You are viewing a plain text version of this content. The canonical link for it is here.

Posted to common-user@hadoop.apache.org by Matthew John <tm...@gmail.com> on 2010/10/13 14:12:08 UTC

doubts

Hi all ,

Had some doubts :

1) what happens when a mapper running in node A needs data from a block it
does nt have ? ( the block might be present in some other node in the
cluster )

2) in the Sort/Shuffle phase is just a logical representation of all map
outputs together sorted rite ? and again, what happens when reduce in Node C
needs access of some map outputs not in its memory?

Matthew .

Re: doubts

Posted by Harsh J <qw...@gmail.com>.

1) It fetches the block from the rack it is on, if available or from another
rack if not.  Block is fetched (or streamed?) over the network I believe,
before map can begin.  This feature is known as the rack locality.  You can
see a counter associated with this in the jobs you run (data local tasks,
rack local tasks, etc).

* _Supplied material_

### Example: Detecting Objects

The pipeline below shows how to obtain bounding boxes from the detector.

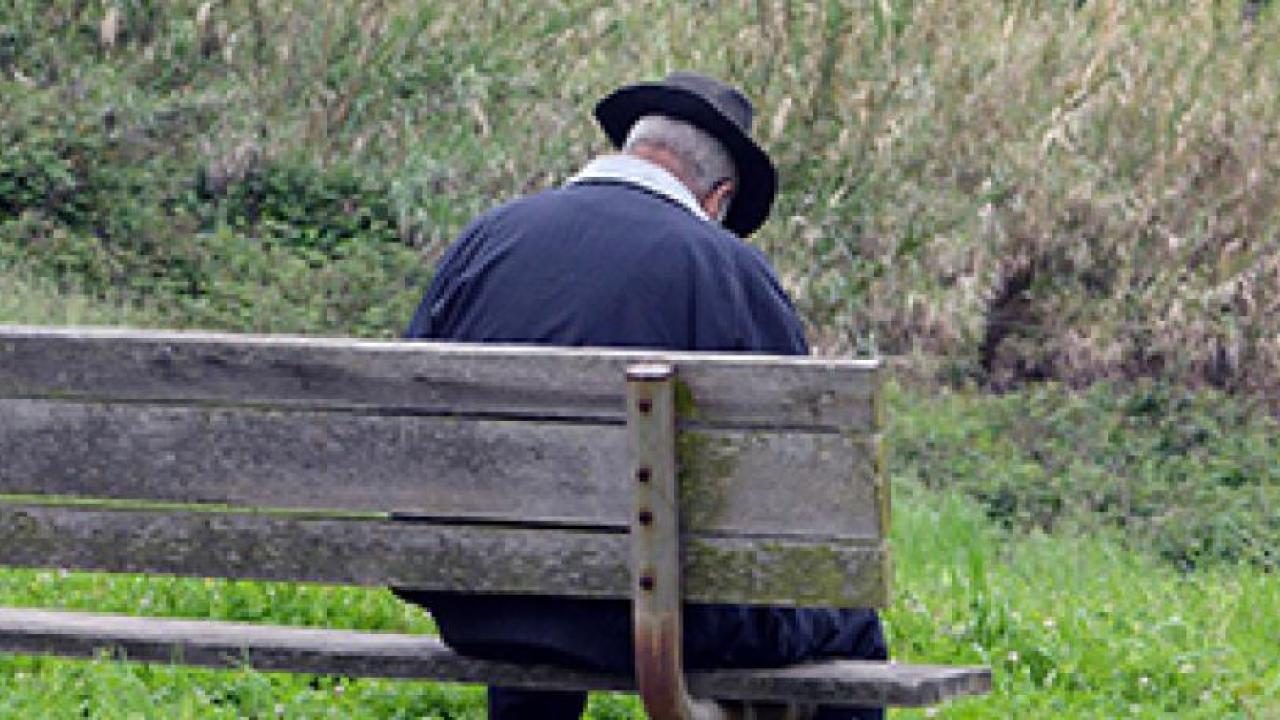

* _Stated exercise 1_
In the Hadoop mailing-list thread, what name does the reply give to the feature that lets a mapper fetch a missing block from its own rack or from another rack?
* _Stated exercise 2_
Write a continuation of the Hadoop mailing-list thread, picking up right after its last sentence.

* _Reply 1_
Rack locality.

* _Reply 2_
2) The reducer has a phase called copy which fetches _all_ the map outputs
it needs to act on (first 33%).  Only then the sort phase is initiated (next
33%).  Only after copy and sort, the reduce begins (onto 100%).  So such an
issue won't occur, as all map outputs are fetched before any other logic
runs.

On Oct 13, 2010 5:42 PM, "Matthew John" <tm...@gmail.com> wrote:

Hi all ,

Had some doubts :

1) what happens when a mapper running in node A needs data from a block it
does nt have ? ( the block might be present in some other node in the
cluster )

2) in the Sort/Shuffle phase is just a logical representation of all map
outputs together sorted rite ? and again, what happens when reduce in Node C
needs access of some map outputs not in its memory?

Matthew .